== Exercise ==
Can you copy the lines from the one that contains "Expected behaviour: the pointer locates the coastal" through the end of the material below, exactly and with nothing else?

(Items listed in a dataset)
----------------

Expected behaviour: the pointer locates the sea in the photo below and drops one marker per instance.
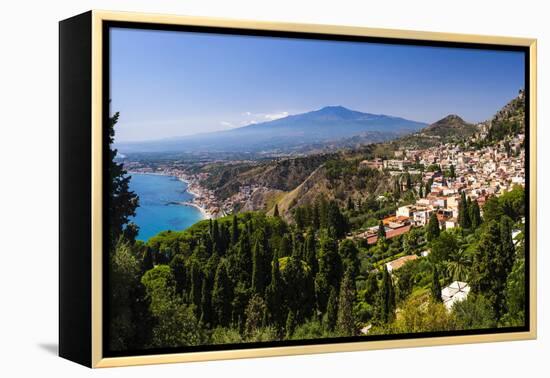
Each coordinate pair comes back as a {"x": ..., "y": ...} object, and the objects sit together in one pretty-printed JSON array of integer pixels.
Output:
[{"x": 160, "y": 205}]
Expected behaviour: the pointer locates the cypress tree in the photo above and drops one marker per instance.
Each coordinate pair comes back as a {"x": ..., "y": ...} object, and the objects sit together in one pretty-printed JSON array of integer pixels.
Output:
[
  {"x": 177, "y": 266},
  {"x": 310, "y": 253},
  {"x": 196, "y": 289},
  {"x": 244, "y": 255},
  {"x": 350, "y": 258},
  {"x": 286, "y": 246},
  {"x": 258, "y": 273},
  {"x": 386, "y": 299},
  {"x": 475, "y": 215},
  {"x": 290, "y": 324},
  {"x": 408, "y": 181},
  {"x": 336, "y": 220},
  {"x": 330, "y": 270},
  {"x": 332, "y": 309},
  {"x": 346, "y": 322},
  {"x": 436, "y": 286},
  {"x": 463, "y": 212},
  {"x": 397, "y": 188},
  {"x": 206, "y": 309},
  {"x": 275, "y": 294},
  {"x": 350, "y": 205},
  {"x": 316, "y": 218},
  {"x": 234, "y": 230},
  {"x": 122, "y": 201},
  {"x": 371, "y": 290},
  {"x": 221, "y": 295},
  {"x": 433, "y": 231},
  {"x": 381, "y": 231},
  {"x": 147, "y": 260}
]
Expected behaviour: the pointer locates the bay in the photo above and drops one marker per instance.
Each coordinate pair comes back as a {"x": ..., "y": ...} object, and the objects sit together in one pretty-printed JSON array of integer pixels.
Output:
[{"x": 160, "y": 207}]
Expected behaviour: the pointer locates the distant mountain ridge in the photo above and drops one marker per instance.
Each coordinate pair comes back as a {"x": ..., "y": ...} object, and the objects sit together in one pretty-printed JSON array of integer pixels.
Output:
[
  {"x": 291, "y": 133},
  {"x": 450, "y": 126}
]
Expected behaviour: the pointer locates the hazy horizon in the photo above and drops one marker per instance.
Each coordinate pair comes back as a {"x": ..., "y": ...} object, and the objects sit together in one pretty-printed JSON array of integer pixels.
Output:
[{"x": 174, "y": 84}]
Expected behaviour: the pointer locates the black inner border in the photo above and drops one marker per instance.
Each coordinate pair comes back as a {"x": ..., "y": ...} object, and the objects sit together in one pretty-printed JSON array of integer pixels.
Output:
[{"x": 107, "y": 25}]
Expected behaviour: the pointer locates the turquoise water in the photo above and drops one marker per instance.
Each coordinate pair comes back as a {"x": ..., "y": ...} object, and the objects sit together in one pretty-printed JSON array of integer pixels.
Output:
[{"x": 158, "y": 211}]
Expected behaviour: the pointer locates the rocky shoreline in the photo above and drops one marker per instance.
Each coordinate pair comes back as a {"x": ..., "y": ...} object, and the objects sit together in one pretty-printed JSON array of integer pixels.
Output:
[{"x": 193, "y": 188}]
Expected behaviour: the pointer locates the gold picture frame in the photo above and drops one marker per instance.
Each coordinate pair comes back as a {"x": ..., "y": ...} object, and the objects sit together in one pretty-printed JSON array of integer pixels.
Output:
[{"x": 93, "y": 264}]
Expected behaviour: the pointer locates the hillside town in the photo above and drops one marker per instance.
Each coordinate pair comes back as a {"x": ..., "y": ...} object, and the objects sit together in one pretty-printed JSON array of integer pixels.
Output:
[{"x": 479, "y": 173}]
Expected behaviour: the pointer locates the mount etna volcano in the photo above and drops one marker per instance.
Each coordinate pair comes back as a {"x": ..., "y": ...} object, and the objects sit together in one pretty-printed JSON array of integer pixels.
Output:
[{"x": 331, "y": 125}]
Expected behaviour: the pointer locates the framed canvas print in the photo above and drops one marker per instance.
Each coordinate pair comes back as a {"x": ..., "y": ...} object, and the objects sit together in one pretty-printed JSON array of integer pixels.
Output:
[{"x": 235, "y": 189}]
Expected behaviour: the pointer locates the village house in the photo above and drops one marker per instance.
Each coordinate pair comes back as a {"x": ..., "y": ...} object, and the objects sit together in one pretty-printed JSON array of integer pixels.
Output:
[{"x": 398, "y": 263}]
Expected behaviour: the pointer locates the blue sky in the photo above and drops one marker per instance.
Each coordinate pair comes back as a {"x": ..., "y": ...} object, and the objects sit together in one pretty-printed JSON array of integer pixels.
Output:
[{"x": 167, "y": 84}]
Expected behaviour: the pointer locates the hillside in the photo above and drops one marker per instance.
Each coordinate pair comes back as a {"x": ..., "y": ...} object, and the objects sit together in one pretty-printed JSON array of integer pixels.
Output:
[
  {"x": 451, "y": 128},
  {"x": 295, "y": 133},
  {"x": 507, "y": 122}
]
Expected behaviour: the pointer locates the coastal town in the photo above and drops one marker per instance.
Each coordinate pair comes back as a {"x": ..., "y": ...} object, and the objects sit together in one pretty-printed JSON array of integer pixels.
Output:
[
  {"x": 444, "y": 172},
  {"x": 479, "y": 173}
]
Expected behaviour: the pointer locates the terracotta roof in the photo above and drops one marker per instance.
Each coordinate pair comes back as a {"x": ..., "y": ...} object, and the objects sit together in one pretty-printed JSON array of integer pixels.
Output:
[{"x": 398, "y": 263}]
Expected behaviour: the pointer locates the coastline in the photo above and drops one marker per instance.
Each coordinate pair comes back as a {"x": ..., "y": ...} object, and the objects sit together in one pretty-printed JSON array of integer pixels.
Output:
[{"x": 206, "y": 213}]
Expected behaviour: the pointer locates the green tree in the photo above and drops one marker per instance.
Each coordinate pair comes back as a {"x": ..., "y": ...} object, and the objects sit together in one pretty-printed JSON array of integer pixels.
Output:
[
  {"x": 276, "y": 211},
  {"x": 346, "y": 321},
  {"x": 290, "y": 324},
  {"x": 436, "y": 285},
  {"x": 222, "y": 295},
  {"x": 432, "y": 231},
  {"x": 234, "y": 230},
  {"x": 515, "y": 296},
  {"x": 175, "y": 323},
  {"x": 122, "y": 201},
  {"x": 330, "y": 269},
  {"x": 381, "y": 231},
  {"x": 336, "y": 220},
  {"x": 386, "y": 299},
  {"x": 179, "y": 271},
  {"x": 124, "y": 274},
  {"x": 349, "y": 255},
  {"x": 464, "y": 212},
  {"x": 492, "y": 211},
  {"x": 474, "y": 313},
  {"x": 475, "y": 215},
  {"x": 491, "y": 266},
  {"x": 286, "y": 246},
  {"x": 255, "y": 315},
  {"x": 316, "y": 218},
  {"x": 258, "y": 269},
  {"x": 310, "y": 252},
  {"x": 458, "y": 267},
  {"x": 371, "y": 289},
  {"x": 332, "y": 309},
  {"x": 274, "y": 295},
  {"x": 244, "y": 255}
]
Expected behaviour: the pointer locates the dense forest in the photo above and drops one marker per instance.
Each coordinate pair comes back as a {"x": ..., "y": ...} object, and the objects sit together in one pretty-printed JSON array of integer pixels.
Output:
[{"x": 255, "y": 276}]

----------------

== Expected output ==
Expected behaviour: the pointer locates the coastal town in the photo above and drops one marker per instance.
Each coordinate pair comes back as a {"x": ..., "y": ...} object, and the objects sit together in one pretty-printed JSON array of integer pixels.
Output:
[
  {"x": 444, "y": 172},
  {"x": 479, "y": 173}
]
Expected behaviour: the pointer locates the terracotta roof in the photo above and drops one marker per instance.
Each coordinate pair comes back as a {"x": ..., "y": ...} object, and the objects sit together in one pretty-printed JSON array of integer pixels.
Output:
[{"x": 398, "y": 263}]
Expected behaviour: the pointer locates the coastline in the photo above and drops one marker per instance.
Each coordinate pair comes back as a {"x": ..., "y": ...} object, and the objects sit together in one pretty-printed JSON array of integer pixels.
Output:
[{"x": 206, "y": 213}]
Expected behaviour: the pointer locates the green tree in the photo above and drops one marker per instance.
Each coordinate pair comes back as a {"x": ..., "y": ...} object, and the objects sit together in one pretty-printed JSON array of integer pixels.
Output:
[
  {"x": 276, "y": 211},
  {"x": 346, "y": 321},
  {"x": 290, "y": 324},
  {"x": 436, "y": 285},
  {"x": 222, "y": 295},
  {"x": 432, "y": 231},
  {"x": 234, "y": 230},
  {"x": 515, "y": 296},
  {"x": 175, "y": 323},
  {"x": 122, "y": 201},
  {"x": 330, "y": 269},
  {"x": 381, "y": 231},
  {"x": 336, "y": 220},
  {"x": 386, "y": 299},
  {"x": 179, "y": 271},
  {"x": 124, "y": 274},
  {"x": 349, "y": 255},
  {"x": 464, "y": 212},
  {"x": 492, "y": 211},
  {"x": 474, "y": 313},
  {"x": 475, "y": 215},
  {"x": 491, "y": 266},
  {"x": 286, "y": 246},
  {"x": 255, "y": 315},
  {"x": 316, "y": 218},
  {"x": 258, "y": 269},
  {"x": 310, "y": 252},
  {"x": 458, "y": 267},
  {"x": 371, "y": 289},
  {"x": 332, "y": 309},
  {"x": 274, "y": 295},
  {"x": 244, "y": 255}
]
Expected behaviour: the pointer locates the dense forest in the photo above and drops one marker per instance.
Each coordinate pair comes back as a {"x": ..., "y": ...} object, and the objects sit together in one pretty-printed JSON array of integer pixels.
Output:
[{"x": 255, "y": 276}]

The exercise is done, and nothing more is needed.